#### WHAT IS BEING ASKED
Return the data unchanged, starting at the beginning and stopping after the line that contains "443,124 -> 511,221". Omit the pictures.
########
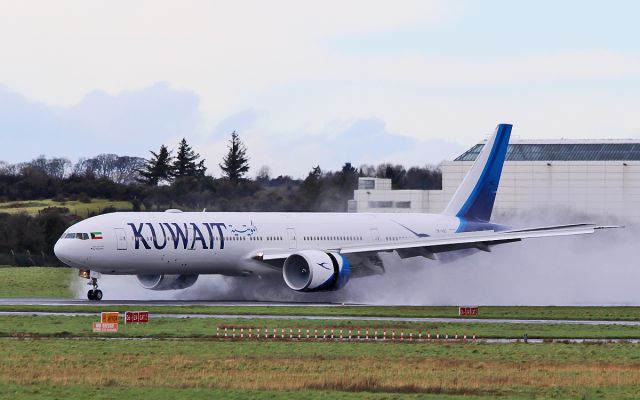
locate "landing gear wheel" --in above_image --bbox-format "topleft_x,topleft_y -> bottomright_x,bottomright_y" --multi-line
87,278 -> 102,301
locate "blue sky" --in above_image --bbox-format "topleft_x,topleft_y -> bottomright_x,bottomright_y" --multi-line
0,0 -> 640,176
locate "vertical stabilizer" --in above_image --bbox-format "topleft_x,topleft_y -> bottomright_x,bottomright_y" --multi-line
443,124 -> 511,221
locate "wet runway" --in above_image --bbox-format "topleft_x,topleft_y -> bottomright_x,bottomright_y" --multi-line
0,298 -> 348,307
0,299 -> 640,326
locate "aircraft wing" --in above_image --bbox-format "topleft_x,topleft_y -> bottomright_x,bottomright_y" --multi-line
254,224 -> 620,261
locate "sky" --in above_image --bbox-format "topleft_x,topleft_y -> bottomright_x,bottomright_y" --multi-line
0,0 -> 640,177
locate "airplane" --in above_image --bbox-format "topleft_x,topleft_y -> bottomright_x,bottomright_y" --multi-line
54,124 -> 613,300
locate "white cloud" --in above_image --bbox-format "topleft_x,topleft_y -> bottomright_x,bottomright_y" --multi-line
0,0 -> 640,173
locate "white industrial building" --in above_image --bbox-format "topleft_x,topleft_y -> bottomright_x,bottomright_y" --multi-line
349,139 -> 640,218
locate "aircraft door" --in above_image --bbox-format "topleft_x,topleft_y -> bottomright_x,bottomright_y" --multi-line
287,228 -> 298,249
115,228 -> 127,250
371,228 -> 380,242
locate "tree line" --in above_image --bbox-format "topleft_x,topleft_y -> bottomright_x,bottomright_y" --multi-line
0,132 -> 441,265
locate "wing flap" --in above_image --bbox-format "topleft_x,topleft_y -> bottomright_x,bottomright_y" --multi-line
254,224 -> 620,261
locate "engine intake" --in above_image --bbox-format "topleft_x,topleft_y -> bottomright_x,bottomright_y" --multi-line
138,275 -> 198,290
282,250 -> 351,292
########
#### RESULT
locate "landing gear wheel" --in above_image --bbox-format "topleft_x,topleft_y -> bottomright_x,bottomright_y" --multi-line
87,278 -> 102,301
locate "blue sky" --in above_image --bbox-format "topleft_x,topleft_y -> bottomright_x,bottomright_y" --multi-line
0,0 -> 640,176
locate "vertical stabilizer" --in above_image --bbox-format "topleft_x,topleft_y -> bottomright_x,bottomright_y" --multi-line
443,124 -> 511,221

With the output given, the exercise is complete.